# What is being asked
Can you find every line in the material below that contains the word "black" and copy each one out? Match case: only the lowercase form counts.

— Start Material for this exercise —

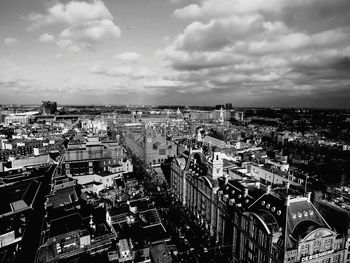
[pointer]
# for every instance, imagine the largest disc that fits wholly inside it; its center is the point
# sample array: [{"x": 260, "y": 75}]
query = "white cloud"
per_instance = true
[
  {"x": 46, "y": 38},
  {"x": 218, "y": 32},
  {"x": 9, "y": 41},
  {"x": 190, "y": 11},
  {"x": 83, "y": 24},
  {"x": 96, "y": 30},
  {"x": 72, "y": 13},
  {"x": 128, "y": 56}
]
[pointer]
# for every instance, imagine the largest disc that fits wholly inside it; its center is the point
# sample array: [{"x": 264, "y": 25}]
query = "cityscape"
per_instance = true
[{"x": 175, "y": 131}]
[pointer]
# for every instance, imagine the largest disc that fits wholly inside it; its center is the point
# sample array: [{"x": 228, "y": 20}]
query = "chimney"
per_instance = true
[
  {"x": 288, "y": 200},
  {"x": 268, "y": 189},
  {"x": 309, "y": 197},
  {"x": 245, "y": 192}
]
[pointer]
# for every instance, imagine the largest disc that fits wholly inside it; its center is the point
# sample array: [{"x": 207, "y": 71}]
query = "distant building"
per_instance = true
[
  {"x": 21, "y": 118},
  {"x": 150, "y": 144},
  {"x": 228, "y": 106},
  {"x": 250, "y": 221},
  {"x": 48, "y": 107}
]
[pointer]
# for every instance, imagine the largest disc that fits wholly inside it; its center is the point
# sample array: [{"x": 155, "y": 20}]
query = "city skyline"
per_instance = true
[{"x": 179, "y": 52}]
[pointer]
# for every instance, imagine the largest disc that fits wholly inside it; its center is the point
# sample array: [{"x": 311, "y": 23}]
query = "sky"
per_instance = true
[{"x": 251, "y": 53}]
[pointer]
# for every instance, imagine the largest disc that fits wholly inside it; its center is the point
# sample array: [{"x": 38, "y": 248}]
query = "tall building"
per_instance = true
[
  {"x": 48, "y": 107},
  {"x": 253, "y": 222},
  {"x": 150, "y": 144},
  {"x": 228, "y": 106}
]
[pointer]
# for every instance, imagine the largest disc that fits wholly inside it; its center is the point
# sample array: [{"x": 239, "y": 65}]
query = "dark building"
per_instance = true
[
  {"x": 251, "y": 221},
  {"x": 228, "y": 106},
  {"x": 48, "y": 107}
]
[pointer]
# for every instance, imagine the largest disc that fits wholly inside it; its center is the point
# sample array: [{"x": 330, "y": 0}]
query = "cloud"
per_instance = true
[
  {"x": 218, "y": 33},
  {"x": 83, "y": 24},
  {"x": 71, "y": 13},
  {"x": 190, "y": 11},
  {"x": 129, "y": 72},
  {"x": 46, "y": 38},
  {"x": 10, "y": 41},
  {"x": 261, "y": 50},
  {"x": 128, "y": 56}
]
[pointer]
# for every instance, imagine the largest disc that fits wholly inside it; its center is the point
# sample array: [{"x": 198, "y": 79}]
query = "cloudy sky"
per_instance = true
[{"x": 247, "y": 52}]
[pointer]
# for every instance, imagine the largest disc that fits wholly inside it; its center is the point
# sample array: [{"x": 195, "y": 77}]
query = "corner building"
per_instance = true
[{"x": 251, "y": 221}]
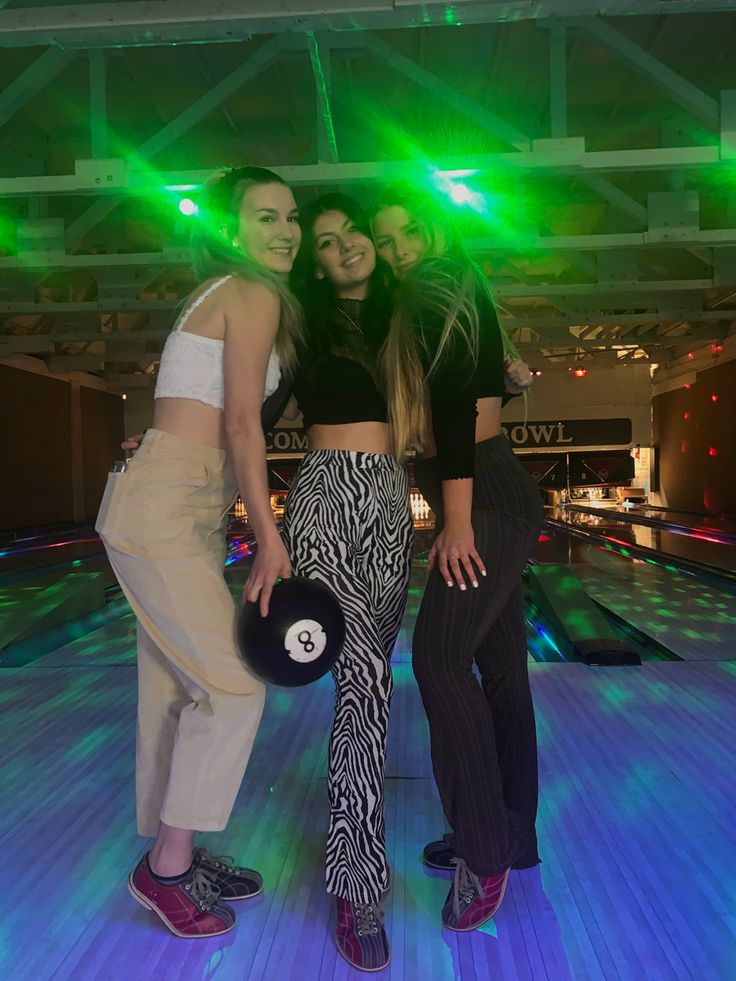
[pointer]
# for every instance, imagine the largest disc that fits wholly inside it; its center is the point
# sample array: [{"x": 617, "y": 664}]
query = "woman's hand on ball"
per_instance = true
[{"x": 270, "y": 564}]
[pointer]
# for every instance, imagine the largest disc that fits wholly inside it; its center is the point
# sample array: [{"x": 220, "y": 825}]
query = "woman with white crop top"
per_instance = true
[{"x": 163, "y": 525}]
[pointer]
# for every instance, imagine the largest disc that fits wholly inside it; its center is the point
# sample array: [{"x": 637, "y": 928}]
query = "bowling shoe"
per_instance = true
[
  {"x": 472, "y": 899},
  {"x": 360, "y": 936},
  {"x": 190, "y": 906},
  {"x": 233, "y": 881}
]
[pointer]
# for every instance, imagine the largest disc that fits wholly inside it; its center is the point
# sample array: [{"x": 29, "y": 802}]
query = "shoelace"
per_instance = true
[
  {"x": 203, "y": 889},
  {"x": 368, "y": 917},
  {"x": 224, "y": 862},
  {"x": 465, "y": 886}
]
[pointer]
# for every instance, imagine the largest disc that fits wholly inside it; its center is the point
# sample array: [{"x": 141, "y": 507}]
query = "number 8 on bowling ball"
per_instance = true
[{"x": 299, "y": 640}]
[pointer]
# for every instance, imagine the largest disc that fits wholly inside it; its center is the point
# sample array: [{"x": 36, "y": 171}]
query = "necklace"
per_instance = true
[{"x": 352, "y": 322}]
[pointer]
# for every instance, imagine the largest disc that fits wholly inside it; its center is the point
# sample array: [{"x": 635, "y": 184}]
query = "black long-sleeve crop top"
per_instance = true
[
  {"x": 458, "y": 381},
  {"x": 335, "y": 381}
]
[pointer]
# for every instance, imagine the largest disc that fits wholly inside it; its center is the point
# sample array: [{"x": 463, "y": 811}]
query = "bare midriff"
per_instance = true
[
  {"x": 362, "y": 437},
  {"x": 487, "y": 424},
  {"x": 191, "y": 420}
]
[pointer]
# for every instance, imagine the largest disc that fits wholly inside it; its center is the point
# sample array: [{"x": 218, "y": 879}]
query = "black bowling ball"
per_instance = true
[{"x": 299, "y": 640}]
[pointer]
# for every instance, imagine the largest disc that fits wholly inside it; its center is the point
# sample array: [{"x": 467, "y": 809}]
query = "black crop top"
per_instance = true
[
  {"x": 335, "y": 381},
  {"x": 457, "y": 382}
]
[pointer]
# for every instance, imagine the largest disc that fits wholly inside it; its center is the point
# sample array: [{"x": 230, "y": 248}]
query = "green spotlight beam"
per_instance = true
[{"x": 326, "y": 136}]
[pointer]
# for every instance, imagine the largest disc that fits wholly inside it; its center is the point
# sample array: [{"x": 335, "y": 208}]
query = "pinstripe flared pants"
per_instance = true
[
  {"x": 347, "y": 523},
  {"x": 483, "y": 738}
]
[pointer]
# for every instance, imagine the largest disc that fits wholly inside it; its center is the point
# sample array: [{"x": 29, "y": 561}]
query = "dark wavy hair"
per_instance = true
[
  {"x": 317, "y": 296},
  {"x": 213, "y": 253}
]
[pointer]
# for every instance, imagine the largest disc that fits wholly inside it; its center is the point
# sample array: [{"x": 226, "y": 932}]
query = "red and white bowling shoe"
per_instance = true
[{"x": 190, "y": 907}]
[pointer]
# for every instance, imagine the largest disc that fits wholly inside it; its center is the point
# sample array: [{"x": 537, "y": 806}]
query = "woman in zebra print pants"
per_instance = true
[
  {"x": 347, "y": 523},
  {"x": 445, "y": 368}
]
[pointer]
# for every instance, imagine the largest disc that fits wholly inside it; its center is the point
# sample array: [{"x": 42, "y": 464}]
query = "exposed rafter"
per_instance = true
[{"x": 142, "y": 22}]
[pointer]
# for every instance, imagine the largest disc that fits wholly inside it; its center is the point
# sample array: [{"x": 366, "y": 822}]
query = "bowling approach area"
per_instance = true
[{"x": 635, "y": 825}]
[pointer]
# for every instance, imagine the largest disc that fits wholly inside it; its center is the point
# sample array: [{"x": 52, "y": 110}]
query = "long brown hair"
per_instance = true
[
  {"x": 446, "y": 286},
  {"x": 213, "y": 253}
]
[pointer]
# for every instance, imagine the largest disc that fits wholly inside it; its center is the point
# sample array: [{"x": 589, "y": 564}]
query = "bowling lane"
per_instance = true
[
  {"x": 699, "y": 527},
  {"x": 690, "y": 553},
  {"x": 695, "y": 620}
]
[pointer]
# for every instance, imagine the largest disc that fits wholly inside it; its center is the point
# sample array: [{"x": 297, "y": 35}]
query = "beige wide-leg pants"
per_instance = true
[{"x": 163, "y": 525}]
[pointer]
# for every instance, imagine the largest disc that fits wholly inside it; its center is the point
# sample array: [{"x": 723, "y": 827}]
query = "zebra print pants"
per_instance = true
[{"x": 347, "y": 523}]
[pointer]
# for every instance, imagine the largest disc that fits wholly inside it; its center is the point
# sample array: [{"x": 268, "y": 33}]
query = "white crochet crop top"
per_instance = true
[{"x": 191, "y": 365}]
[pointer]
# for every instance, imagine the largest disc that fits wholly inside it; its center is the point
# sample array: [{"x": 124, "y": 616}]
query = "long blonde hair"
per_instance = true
[
  {"x": 445, "y": 286},
  {"x": 213, "y": 253}
]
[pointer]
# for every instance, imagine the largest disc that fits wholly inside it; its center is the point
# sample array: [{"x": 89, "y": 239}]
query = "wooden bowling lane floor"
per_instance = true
[{"x": 636, "y": 832}]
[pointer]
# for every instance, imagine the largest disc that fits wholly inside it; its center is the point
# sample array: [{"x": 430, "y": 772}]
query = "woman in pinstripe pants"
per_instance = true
[
  {"x": 445, "y": 367},
  {"x": 347, "y": 522}
]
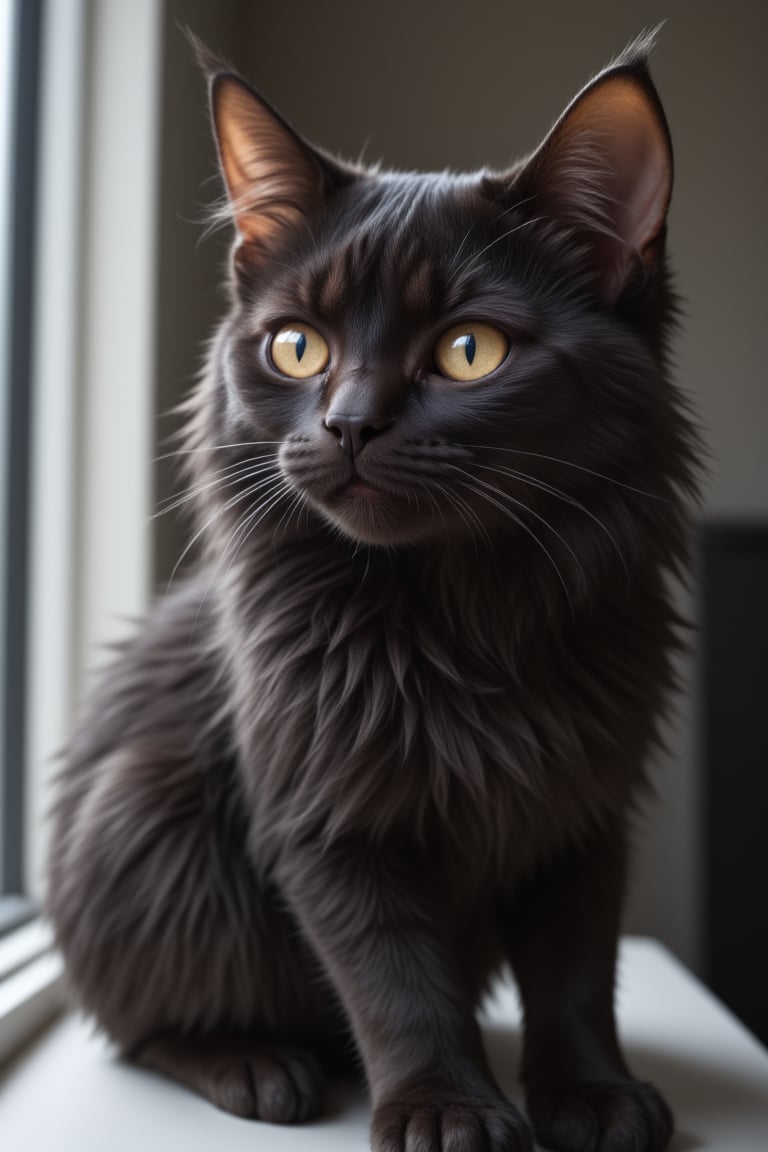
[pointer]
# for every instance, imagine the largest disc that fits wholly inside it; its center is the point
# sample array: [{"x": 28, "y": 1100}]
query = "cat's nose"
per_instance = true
[{"x": 354, "y": 432}]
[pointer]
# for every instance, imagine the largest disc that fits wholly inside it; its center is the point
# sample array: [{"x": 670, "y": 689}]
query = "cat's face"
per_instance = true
[{"x": 436, "y": 355}]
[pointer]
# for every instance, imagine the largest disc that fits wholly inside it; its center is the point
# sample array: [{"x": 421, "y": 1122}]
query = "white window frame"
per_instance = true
[{"x": 90, "y": 546}]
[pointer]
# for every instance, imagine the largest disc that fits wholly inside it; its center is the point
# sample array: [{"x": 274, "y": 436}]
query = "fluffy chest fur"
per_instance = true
[{"x": 435, "y": 697}]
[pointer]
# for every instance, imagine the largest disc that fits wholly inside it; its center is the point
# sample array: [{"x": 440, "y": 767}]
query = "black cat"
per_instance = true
[{"x": 392, "y": 734}]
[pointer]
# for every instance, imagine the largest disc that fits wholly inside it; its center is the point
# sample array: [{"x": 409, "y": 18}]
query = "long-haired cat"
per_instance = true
[{"x": 393, "y": 732}]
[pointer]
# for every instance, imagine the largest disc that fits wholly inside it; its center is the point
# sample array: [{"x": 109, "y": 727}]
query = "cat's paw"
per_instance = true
[
  {"x": 621, "y": 1115},
  {"x": 276, "y": 1083},
  {"x": 442, "y": 1121},
  {"x": 280, "y": 1085}
]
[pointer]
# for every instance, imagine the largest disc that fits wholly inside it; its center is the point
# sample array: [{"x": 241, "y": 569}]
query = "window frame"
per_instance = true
[
  {"x": 22, "y": 157},
  {"x": 92, "y": 288}
]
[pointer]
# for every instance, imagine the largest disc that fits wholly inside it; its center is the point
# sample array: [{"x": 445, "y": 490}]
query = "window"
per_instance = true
[{"x": 18, "y": 89}]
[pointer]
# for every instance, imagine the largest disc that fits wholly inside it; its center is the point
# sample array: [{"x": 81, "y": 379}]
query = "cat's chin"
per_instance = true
[{"x": 371, "y": 515}]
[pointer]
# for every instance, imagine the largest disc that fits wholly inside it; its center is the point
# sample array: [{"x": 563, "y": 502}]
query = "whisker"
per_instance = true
[
  {"x": 219, "y": 512},
  {"x": 215, "y": 447},
  {"x": 500, "y": 492},
  {"x": 568, "y": 463},
  {"x": 526, "y": 529},
  {"x": 278, "y": 484},
  {"x": 561, "y": 495},
  {"x": 469, "y": 232},
  {"x": 226, "y": 476},
  {"x": 526, "y": 224}
]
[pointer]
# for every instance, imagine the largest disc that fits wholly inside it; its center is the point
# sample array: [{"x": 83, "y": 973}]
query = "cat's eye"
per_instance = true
[
  {"x": 470, "y": 351},
  {"x": 299, "y": 351}
]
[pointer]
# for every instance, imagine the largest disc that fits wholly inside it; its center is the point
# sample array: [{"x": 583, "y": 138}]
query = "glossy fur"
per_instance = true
[{"x": 392, "y": 734}]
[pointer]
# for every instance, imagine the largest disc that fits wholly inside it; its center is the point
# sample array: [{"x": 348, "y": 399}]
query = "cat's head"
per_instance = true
[{"x": 412, "y": 356}]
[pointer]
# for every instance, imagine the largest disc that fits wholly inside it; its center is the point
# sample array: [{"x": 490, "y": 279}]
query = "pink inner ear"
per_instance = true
[
  {"x": 271, "y": 179},
  {"x": 607, "y": 166}
]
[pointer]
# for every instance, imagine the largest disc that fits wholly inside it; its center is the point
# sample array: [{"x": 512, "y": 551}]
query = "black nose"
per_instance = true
[{"x": 354, "y": 432}]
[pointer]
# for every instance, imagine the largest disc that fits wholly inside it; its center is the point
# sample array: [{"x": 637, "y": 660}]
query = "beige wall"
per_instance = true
[{"x": 457, "y": 84}]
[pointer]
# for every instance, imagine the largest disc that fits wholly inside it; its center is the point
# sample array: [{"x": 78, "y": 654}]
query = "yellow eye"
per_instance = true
[
  {"x": 299, "y": 351},
  {"x": 470, "y": 351}
]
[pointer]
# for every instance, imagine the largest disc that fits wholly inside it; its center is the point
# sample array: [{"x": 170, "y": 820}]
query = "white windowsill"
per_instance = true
[
  {"x": 31, "y": 985},
  {"x": 713, "y": 1073}
]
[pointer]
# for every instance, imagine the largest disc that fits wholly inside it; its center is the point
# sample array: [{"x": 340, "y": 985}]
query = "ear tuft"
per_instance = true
[
  {"x": 606, "y": 168},
  {"x": 273, "y": 179}
]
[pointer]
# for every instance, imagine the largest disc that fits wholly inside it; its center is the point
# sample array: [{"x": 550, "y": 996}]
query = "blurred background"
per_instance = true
[{"x": 111, "y": 290}]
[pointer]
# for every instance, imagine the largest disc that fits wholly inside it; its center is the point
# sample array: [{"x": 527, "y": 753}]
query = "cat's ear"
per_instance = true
[
  {"x": 606, "y": 167},
  {"x": 274, "y": 180}
]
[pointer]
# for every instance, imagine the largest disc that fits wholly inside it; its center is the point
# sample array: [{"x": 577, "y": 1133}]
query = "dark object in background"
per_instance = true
[{"x": 734, "y": 569}]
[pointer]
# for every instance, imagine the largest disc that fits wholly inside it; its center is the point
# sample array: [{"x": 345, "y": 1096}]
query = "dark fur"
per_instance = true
[{"x": 374, "y": 749}]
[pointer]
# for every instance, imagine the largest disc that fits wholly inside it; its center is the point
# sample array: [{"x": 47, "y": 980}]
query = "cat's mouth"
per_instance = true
[{"x": 357, "y": 489}]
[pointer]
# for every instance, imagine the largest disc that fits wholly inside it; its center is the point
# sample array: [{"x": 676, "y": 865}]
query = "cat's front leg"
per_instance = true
[
  {"x": 562, "y": 929},
  {"x": 378, "y": 922}
]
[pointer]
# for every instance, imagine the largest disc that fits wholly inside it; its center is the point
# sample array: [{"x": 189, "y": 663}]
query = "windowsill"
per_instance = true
[
  {"x": 67, "y": 1091},
  {"x": 31, "y": 984}
]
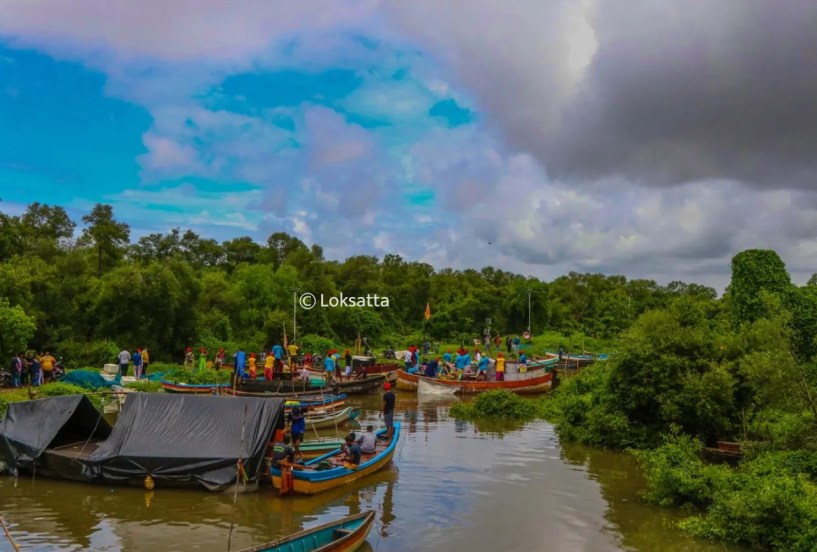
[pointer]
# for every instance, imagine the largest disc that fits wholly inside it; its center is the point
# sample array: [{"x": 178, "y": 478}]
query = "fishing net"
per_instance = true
[{"x": 87, "y": 379}]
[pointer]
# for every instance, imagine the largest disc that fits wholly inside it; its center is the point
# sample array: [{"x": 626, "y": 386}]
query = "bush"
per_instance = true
[
  {"x": 499, "y": 404},
  {"x": 198, "y": 377},
  {"x": 316, "y": 344},
  {"x": 92, "y": 353},
  {"x": 677, "y": 476}
]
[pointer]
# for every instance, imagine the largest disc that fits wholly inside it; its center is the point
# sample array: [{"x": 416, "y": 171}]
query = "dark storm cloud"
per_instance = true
[{"x": 680, "y": 91}]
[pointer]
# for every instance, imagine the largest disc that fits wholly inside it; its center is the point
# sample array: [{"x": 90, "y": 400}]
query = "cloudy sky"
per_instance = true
[{"x": 646, "y": 138}]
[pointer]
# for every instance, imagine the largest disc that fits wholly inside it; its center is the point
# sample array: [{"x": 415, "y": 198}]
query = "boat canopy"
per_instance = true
[
  {"x": 31, "y": 427},
  {"x": 188, "y": 437}
]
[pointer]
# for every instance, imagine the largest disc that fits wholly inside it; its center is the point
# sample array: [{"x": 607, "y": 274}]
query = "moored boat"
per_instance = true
[
  {"x": 343, "y": 535},
  {"x": 332, "y": 419},
  {"x": 532, "y": 381},
  {"x": 308, "y": 479}
]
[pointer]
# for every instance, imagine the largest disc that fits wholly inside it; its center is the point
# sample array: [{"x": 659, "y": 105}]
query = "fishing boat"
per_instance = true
[
  {"x": 287, "y": 386},
  {"x": 313, "y": 449},
  {"x": 333, "y": 418},
  {"x": 532, "y": 381},
  {"x": 310, "y": 479},
  {"x": 343, "y": 535}
]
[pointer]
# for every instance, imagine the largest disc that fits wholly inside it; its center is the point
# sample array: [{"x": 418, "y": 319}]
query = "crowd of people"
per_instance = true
[{"x": 33, "y": 369}]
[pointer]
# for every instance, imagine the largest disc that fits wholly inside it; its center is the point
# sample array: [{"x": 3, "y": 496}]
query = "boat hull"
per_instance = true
[
  {"x": 325, "y": 538},
  {"x": 314, "y": 482}
]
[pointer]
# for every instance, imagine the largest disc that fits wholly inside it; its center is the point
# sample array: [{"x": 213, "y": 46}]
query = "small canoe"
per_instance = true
[
  {"x": 532, "y": 381},
  {"x": 344, "y": 535},
  {"x": 425, "y": 387},
  {"x": 193, "y": 389},
  {"x": 332, "y": 419},
  {"x": 308, "y": 479},
  {"x": 313, "y": 449}
]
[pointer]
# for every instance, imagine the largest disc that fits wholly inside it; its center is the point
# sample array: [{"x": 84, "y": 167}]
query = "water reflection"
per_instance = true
[{"x": 459, "y": 486}]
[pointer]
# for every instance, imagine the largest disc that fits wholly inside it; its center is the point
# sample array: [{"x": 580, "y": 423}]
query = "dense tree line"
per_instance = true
[{"x": 88, "y": 288}]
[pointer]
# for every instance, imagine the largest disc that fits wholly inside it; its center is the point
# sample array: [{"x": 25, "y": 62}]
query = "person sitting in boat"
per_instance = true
[
  {"x": 368, "y": 441},
  {"x": 351, "y": 453},
  {"x": 482, "y": 367},
  {"x": 297, "y": 422},
  {"x": 282, "y": 451}
]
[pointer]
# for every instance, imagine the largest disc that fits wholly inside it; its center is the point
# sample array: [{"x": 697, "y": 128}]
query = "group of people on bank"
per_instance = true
[{"x": 32, "y": 369}]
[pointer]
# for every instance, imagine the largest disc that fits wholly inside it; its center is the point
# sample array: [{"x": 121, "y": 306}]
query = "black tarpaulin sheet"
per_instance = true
[
  {"x": 30, "y": 427},
  {"x": 187, "y": 438}
]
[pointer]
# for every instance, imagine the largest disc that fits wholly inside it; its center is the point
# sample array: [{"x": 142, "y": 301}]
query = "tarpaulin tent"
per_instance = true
[
  {"x": 30, "y": 427},
  {"x": 187, "y": 438}
]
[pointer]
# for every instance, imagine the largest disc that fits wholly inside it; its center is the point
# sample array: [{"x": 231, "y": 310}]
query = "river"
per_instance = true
[{"x": 454, "y": 486}]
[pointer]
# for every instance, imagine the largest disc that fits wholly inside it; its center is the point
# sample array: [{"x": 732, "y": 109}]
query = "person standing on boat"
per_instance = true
[
  {"x": 292, "y": 351},
  {"x": 329, "y": 368},
  {"x": 269, "y": 361},
  {"x": 482, "y": 365},
  {"x": 388, "y": 409},
  {"x": 297, "y": 422},
  {"x": 500, "y": 367},
  {"x": 282, "y": 451},
  {"x": 124, "y": 360},
  {"x": 253, "y": 363},
  {"x": 523, "y": 363},
  {"x": 368, "y": 441},
  {"x": 145, "y": 361},
  {"x": 137, "y": 363}
]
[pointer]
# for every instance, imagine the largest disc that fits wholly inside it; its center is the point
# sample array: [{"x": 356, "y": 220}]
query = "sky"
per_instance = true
[{"x": 653, "y": 139}]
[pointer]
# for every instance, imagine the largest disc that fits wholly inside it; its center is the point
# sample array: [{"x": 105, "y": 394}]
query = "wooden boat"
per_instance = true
[
  {"x": 532, "y": 381},
  {"x": 306, "y": 479},
  {"x": 369, "y": 384},
  {"x": 194, "y": 389},
  {"x": 330, "y": 420},
  {"x": 343, "y": 535},
  {"x": 313, "y": 449}
]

— End Material for this exercise —

# Worked solution
query = "black long-sleeve crop top"
query = "black bowling ball"
query = "black crop top"
query = "black cat"
query = "black nose"
query = "black tarpaulin sheet"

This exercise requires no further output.